(Source data)
__________
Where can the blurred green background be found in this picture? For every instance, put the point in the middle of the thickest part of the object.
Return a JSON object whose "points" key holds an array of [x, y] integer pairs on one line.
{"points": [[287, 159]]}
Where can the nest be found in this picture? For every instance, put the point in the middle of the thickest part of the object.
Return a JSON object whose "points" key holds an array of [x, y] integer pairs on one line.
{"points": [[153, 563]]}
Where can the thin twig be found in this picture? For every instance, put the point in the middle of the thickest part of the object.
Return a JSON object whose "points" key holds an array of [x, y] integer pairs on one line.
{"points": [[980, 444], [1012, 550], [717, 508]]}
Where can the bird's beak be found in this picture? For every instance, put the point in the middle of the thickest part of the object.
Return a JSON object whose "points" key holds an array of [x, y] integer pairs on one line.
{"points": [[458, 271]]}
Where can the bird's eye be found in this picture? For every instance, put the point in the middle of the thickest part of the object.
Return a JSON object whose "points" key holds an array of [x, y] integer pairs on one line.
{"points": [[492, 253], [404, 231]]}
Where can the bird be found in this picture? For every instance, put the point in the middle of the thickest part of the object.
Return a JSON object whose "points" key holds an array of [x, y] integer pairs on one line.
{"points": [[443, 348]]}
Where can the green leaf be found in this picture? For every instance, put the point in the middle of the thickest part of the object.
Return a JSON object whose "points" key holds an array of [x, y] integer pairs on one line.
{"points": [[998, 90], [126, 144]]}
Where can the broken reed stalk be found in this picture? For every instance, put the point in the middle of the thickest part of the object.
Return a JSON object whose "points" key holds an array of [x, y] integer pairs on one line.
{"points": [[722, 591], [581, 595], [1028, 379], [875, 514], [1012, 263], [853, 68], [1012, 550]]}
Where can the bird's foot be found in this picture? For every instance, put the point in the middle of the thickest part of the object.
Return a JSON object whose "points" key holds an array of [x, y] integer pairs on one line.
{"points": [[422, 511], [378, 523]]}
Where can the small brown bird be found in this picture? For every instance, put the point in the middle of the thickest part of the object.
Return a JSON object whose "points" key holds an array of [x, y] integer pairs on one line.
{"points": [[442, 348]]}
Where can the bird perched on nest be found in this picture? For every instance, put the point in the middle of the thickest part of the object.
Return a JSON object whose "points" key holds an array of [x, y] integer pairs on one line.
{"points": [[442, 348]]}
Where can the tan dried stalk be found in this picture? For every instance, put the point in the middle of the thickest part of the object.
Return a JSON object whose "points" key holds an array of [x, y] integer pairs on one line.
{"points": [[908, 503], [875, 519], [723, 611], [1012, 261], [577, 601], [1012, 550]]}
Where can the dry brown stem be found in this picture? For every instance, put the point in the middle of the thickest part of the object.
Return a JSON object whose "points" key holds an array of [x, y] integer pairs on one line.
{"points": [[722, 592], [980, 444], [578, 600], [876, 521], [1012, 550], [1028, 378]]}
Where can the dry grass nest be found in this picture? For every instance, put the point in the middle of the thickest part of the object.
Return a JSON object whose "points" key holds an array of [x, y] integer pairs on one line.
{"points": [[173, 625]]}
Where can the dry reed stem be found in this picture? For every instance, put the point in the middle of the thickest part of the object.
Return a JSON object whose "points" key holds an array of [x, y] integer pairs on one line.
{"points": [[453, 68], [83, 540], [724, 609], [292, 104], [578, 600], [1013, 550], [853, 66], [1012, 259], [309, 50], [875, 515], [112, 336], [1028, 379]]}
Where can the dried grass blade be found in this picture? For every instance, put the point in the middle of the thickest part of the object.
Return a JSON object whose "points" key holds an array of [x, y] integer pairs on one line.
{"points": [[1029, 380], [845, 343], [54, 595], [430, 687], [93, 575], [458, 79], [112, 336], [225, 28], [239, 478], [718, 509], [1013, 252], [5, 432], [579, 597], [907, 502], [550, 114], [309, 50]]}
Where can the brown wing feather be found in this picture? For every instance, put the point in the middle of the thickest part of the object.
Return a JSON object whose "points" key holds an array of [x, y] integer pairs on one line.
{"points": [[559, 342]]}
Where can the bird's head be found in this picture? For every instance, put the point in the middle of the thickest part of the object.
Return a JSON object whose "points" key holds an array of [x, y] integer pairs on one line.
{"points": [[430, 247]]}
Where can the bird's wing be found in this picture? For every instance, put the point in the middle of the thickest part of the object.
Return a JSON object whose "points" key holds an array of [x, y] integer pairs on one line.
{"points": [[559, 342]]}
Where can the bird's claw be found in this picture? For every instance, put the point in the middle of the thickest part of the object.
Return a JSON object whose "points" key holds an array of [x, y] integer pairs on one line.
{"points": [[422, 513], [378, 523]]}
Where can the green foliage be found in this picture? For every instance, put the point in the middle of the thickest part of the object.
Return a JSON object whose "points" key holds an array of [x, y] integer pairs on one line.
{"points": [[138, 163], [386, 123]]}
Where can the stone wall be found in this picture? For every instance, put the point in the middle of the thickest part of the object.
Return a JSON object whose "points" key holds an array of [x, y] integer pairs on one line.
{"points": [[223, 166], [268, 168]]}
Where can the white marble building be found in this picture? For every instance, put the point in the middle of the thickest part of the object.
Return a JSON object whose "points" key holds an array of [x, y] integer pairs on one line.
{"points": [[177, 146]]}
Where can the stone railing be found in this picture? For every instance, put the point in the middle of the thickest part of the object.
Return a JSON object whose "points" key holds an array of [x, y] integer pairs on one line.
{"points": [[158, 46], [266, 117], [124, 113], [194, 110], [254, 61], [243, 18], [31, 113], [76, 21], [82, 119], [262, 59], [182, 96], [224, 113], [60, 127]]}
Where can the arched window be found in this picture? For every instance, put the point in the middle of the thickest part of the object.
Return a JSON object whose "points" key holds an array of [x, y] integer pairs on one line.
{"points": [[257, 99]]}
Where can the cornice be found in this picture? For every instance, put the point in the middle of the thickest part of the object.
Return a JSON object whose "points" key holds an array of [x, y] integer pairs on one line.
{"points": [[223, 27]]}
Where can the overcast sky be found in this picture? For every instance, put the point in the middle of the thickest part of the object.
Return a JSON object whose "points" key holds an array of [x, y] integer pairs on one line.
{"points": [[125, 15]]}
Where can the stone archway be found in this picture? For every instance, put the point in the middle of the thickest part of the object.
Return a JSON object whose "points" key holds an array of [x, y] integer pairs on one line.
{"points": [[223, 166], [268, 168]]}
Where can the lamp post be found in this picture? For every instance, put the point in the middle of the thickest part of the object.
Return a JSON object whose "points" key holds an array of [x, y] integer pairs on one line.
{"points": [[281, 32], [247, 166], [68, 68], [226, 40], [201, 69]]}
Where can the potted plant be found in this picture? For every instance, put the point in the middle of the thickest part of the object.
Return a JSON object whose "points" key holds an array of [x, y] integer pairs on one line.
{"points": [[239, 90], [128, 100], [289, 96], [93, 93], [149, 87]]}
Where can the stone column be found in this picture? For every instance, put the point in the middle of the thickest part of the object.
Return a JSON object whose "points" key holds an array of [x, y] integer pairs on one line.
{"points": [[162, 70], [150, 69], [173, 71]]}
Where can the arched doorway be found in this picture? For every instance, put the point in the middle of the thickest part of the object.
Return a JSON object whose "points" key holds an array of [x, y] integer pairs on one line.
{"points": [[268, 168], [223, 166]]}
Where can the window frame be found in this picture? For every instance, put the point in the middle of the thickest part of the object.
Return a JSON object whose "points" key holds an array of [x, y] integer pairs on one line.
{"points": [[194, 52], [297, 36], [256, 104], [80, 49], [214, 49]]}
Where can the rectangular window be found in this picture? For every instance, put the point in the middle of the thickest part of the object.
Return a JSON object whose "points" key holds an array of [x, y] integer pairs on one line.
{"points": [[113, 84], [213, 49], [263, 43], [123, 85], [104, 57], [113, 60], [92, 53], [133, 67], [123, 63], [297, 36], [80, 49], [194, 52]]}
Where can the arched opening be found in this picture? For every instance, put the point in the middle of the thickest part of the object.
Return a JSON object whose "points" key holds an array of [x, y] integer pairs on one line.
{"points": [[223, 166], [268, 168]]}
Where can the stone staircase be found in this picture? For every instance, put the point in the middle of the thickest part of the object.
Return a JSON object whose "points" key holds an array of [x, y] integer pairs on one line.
__________
- _The task_:
Wherever a line of the records above contains the string "wing", copy that line out.

- _Answer_:
Where can the brown wing feather be found in this picture? For every instance, put the point in the middle of the thickest part of the object.
Where can the bird's wing be found in this picture? For every instance, put the point in the middle of the thickest part of the object.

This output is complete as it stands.